* [Assignment 1]: Can you repeat the essay on pandemic mental health, starting with "Kaiser Family Foundation, 2023" and going on through "and form convictions.", swapping "anecdotal evidence" for "personal testimony"?
* [Assignment 2]: Does the essay on pandemic mental health support each statement below? Answer yes or no for each, and quote the words from the essay that decide it. (a) The BMJ study found that most symptom change estimates were not statistically significant. (b) The Kaiser Family Foundation produced its data together with CNN. (c) The writer considers individual experiences meaningless.

--- Excerpt provided Enclosed Below ---

There’s no arguing with numbers but that doesn’t mean that the recently released BMJ study suggesting the pandemic’s impact on mental health was negligible isn’t perplexing. The study’s authors, listed here, compared symptoms reported before and during the pandemic, finding “most symptom change estimates for general mental health, anxiety symptoms, and depression symptoms were close to zero and not statistically significant”. Even when factoring in the likelihood of study bias, these findings are fundamentally difficult to reconcile with the prevailing narrative of covid’s cause and effect relationship with mental health. In light of the new data, maybe it’s time to question the absolute validity of popular consensus.

Looking for corroboration from other trusted sources brought me to the Kaiser Family Foundation, who in partnership with CNN generated their own data this month. The report backs the dominant assumption, saying:


“The pandemic has affected the public’s mental health and well-being in a variety of ways, including through isolation and loneliness, job loss and financial instability, and illness and grief”.

Kaiser Family Foundation, 2023

Contradictory official sources can push a lay person with a short attention span into the arms of research’s delinquent cousin, anecdotal evidence. Not objective or scientific in method, individual experiences don’t translate into clinical significance but at the risk of sounding semantic, I don’t consider them meaningless. Especially when the anecdotes form echos across social, economic and culturally diverse populations. Lay people have longitudinal, close range access to support the tracking of neighbors, friends, colleagues, family and social media connections. We filter this information through a unique catalog of personal values and form convictions.

This process informs the “meaning” measure of my work as a mental health advocate. I listen to the stories of my peers and undergo introspective work that animates my own storytelling. It’s an approach that’s primed me for an over-identification with what I’ll call the damage narrative. By consuming news congruent with my belief in a current mental health crisis, forced to the surface by COVID’s pressures I suppress confusion.

But problem solving operates under the opposite mandate. It demands a leaning in to confusion. George Saunders said “Don’t be afraid to be confused. Try to remain permanently confused. Anything is possible. Stay open, forever, so open it hurts, and then open up some more”.

In that spirit, any researcher, expert or lay person concerned with minimizing suffering through the advancement of evidence-based mental health care should consider taking a deep dive into the dissonance.

--- End of Enclosed Excerpt provided ---
--- Exercise data Enclosed Below ---

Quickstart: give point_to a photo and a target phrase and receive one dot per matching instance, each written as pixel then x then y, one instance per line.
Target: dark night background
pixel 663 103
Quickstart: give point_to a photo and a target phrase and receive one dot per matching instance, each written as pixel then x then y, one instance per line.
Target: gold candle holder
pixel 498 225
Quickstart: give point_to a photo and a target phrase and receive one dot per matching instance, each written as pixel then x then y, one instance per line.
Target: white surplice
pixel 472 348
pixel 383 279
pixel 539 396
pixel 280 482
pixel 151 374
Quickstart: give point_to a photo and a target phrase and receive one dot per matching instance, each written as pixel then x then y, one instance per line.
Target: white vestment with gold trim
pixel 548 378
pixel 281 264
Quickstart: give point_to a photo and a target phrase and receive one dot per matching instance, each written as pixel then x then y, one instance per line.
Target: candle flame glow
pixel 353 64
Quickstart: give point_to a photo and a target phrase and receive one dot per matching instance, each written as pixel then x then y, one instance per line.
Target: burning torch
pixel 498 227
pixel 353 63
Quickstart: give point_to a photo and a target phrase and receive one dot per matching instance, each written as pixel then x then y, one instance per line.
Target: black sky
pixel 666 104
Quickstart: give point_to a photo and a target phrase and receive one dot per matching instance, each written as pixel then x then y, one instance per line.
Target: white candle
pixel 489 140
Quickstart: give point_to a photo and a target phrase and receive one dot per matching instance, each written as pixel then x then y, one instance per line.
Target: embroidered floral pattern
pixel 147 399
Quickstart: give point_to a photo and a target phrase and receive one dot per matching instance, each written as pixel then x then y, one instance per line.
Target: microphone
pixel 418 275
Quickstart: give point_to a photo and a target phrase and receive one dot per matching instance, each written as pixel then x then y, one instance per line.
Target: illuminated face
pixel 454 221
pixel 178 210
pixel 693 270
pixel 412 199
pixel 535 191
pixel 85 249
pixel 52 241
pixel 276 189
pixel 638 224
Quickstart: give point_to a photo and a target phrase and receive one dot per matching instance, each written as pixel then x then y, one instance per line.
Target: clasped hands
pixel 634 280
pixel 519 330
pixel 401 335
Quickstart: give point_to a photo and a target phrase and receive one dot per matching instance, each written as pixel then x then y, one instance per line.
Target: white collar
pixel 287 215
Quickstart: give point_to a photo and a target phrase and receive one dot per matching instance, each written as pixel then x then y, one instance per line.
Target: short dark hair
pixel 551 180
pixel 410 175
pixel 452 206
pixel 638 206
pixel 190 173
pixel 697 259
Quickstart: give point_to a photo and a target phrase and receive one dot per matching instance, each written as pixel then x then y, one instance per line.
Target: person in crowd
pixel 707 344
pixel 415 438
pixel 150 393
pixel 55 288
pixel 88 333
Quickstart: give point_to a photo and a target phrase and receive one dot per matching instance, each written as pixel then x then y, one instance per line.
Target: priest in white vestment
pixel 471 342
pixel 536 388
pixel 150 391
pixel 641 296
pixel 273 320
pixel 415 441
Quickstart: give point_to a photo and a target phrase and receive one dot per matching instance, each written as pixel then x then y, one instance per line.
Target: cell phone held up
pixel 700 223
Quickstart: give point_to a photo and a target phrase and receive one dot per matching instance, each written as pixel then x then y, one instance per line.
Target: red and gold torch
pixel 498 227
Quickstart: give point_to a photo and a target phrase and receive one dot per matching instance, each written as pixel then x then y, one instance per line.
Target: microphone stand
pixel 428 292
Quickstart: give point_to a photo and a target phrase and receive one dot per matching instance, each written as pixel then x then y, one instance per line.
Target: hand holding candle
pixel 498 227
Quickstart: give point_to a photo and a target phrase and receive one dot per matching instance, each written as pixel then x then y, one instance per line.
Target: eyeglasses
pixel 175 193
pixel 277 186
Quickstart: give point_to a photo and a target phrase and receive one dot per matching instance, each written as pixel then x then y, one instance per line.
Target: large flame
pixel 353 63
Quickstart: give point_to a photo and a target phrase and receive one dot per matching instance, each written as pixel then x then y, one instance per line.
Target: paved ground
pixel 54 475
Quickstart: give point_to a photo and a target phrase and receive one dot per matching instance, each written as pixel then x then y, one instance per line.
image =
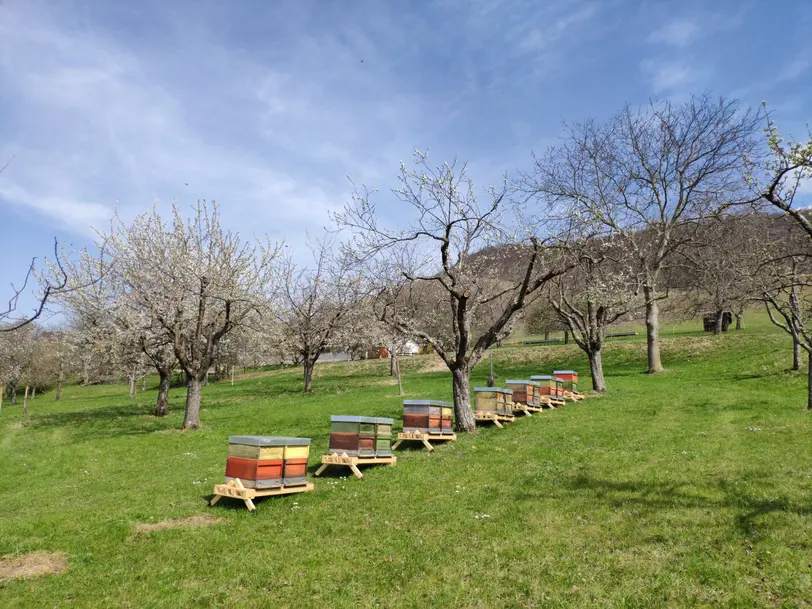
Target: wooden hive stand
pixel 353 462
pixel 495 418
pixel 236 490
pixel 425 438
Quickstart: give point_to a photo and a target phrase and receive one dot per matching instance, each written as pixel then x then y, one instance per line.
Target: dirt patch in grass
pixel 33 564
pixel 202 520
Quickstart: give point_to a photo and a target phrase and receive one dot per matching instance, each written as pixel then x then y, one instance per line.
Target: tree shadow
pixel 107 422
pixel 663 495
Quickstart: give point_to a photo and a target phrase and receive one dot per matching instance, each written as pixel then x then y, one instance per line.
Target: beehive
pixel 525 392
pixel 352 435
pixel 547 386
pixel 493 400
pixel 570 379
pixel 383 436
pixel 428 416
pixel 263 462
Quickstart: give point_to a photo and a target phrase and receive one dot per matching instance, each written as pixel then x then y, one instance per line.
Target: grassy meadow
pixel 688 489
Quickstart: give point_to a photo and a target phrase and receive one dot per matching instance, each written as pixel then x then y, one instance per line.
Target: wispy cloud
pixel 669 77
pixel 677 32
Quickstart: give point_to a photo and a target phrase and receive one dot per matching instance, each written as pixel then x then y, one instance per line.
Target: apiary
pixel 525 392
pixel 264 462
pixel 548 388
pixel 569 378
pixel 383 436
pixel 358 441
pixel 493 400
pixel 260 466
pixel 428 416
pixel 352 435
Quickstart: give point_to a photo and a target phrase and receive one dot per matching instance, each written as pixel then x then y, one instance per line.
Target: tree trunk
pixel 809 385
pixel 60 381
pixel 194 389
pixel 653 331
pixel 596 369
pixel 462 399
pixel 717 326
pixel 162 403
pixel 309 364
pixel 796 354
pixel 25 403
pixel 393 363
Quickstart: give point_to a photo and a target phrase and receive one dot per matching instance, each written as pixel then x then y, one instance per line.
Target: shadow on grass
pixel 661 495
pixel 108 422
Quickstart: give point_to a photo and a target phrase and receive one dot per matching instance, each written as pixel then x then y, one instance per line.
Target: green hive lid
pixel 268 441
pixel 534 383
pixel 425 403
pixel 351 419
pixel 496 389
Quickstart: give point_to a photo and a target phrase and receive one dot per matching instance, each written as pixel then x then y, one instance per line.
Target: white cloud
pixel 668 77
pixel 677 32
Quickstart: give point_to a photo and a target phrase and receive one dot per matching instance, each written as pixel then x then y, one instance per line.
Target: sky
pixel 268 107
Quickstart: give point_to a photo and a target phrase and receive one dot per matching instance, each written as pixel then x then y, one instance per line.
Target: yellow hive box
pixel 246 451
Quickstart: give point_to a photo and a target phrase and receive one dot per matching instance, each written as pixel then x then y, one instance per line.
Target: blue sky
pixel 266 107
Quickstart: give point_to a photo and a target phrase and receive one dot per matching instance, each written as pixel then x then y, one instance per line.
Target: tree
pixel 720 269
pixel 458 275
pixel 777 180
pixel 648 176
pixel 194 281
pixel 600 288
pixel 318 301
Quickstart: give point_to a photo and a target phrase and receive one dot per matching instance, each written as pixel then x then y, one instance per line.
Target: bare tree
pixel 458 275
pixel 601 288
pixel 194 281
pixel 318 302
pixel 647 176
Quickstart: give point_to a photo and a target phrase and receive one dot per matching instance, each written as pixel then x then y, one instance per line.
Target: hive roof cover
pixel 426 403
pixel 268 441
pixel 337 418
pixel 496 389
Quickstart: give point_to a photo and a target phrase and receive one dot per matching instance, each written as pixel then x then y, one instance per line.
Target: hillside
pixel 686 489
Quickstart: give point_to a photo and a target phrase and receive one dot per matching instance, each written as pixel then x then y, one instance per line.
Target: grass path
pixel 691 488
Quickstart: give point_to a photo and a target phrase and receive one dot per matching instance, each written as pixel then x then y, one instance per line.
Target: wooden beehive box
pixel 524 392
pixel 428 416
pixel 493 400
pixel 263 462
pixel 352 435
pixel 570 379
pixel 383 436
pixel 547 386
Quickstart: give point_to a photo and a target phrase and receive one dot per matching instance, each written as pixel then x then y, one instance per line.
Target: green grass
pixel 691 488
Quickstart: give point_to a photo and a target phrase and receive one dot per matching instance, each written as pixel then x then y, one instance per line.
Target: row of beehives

--- End of Enclosed Exercise data ---

* [Answer box 1]:
Kaiser Family Foundation, 2023

Contradictory official sources can push a lay person with a short attention span into the arms of research’s delinquent cousin, personal testimony. Not objective or scientific in method, individual experiences don’t translate into clinical significance but at the risk of sounding semantic, I don’t consider them meaningless. Especially when the anecdotes form echos across social, economic and culturally diverse populations. Lay people have longitudinal, close range access to support the tracking of neighbors, friends, colleagues, family and social media connections. We filter this information through a unique catalog of personal values and form convictions.

* [Answer box 2]:
(a) Yes: "most symptom change estimates for general mental health, anxiety symptoms, and depression symptoms were close to zero and not statistically significant"
(b) Yes: "in partnership with CNN generated their own data this month"
(c) No: "I don’t consider them meaningless"